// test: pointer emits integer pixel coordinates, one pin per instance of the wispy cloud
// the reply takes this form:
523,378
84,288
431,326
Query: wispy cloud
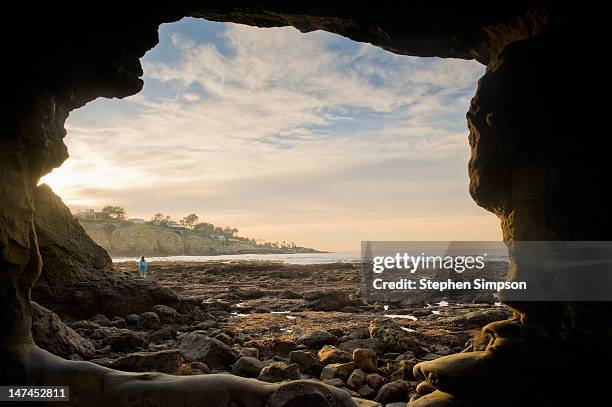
270,128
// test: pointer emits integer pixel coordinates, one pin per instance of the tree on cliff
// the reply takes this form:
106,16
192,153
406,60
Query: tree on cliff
190,220
204,228
113,212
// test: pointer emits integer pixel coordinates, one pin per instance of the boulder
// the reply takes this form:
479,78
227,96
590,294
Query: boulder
308,362
392,337
340,370
376,381
396,391
316,339
365,359
51,334
247,367
165,361
336,382
124,340
197,347
166,314
163,334
366,391
278,372
330,354
225,338
149,321
326,300
356,380
250,352
352,344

----------------------------------------

Every record is to be reproduced exactly, with no pictures included.

// test: pointer emits integer pixel coordinates, one pin per instance of the wispy cloud
// the reply takes this form:
523,378
84,288
431,326
Query: wispy cloud
270,128
// test: pointer emits integer pixel coordinates, one pin per instance of the tree on cliff
// the reply takes this form:
106,16
192,153
406,60
Query: tree on cliff
190,220
204,228
113,212
// test: pointer emits integer pixel coordinates, one pin per instance of the boulder
// the reply takes this form:
479,78
227,96
590,294
Query: boulder
308,362
392,337
340,370
376,381
396,391
316,339
365,359
51,334
247,367
165,361
336,382
124,340
197,347
166,314
163,334
366,391
278,372
330,354
225,338
149,321
326,300
356,380
250,352
352,344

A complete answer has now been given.